§ DIRECTIVE: Locate each line in the material below that contains the string "segment" and copy those lines out in full.

§ LISTED ENTRIES:
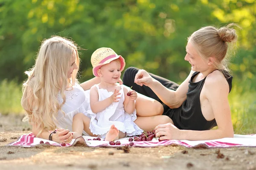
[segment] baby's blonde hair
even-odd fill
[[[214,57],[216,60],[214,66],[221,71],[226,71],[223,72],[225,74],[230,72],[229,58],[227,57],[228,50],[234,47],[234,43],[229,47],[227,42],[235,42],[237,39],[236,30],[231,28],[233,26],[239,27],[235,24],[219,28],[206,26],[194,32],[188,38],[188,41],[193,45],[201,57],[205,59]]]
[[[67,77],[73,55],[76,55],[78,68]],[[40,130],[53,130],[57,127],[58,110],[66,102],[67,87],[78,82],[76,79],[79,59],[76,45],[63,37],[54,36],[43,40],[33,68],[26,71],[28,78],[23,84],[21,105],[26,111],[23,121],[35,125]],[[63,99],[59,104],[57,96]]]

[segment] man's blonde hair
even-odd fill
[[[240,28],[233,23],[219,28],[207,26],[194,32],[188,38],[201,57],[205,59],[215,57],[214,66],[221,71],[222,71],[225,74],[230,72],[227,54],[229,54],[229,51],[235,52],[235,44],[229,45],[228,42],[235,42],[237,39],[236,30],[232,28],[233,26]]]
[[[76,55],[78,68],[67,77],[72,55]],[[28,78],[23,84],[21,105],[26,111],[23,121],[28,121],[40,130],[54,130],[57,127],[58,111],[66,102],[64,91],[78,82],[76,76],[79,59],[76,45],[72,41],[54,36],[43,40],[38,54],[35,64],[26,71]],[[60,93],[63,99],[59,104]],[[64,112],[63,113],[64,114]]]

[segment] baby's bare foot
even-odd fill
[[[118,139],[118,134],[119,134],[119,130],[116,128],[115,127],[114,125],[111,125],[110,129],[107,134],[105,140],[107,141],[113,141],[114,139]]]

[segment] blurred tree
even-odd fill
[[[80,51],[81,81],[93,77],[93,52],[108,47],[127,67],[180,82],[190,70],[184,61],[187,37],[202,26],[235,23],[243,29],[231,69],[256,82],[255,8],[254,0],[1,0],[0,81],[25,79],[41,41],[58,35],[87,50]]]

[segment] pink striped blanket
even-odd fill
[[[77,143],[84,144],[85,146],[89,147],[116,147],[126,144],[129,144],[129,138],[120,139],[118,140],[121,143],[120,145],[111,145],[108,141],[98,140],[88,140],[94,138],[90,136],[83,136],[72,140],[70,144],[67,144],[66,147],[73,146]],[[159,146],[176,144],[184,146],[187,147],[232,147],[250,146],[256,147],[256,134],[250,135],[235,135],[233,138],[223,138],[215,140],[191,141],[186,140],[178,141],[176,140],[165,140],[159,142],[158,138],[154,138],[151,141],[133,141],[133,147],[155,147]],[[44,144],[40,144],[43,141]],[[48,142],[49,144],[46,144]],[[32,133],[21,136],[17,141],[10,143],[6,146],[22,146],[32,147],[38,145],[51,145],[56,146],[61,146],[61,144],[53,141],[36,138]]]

§ THE ANSWER:
[segment] baby's blonde hair
[segment] man's blonde hair
[segment] baby's bare foot
[segment] blurred tree
[segment] pink striped blanket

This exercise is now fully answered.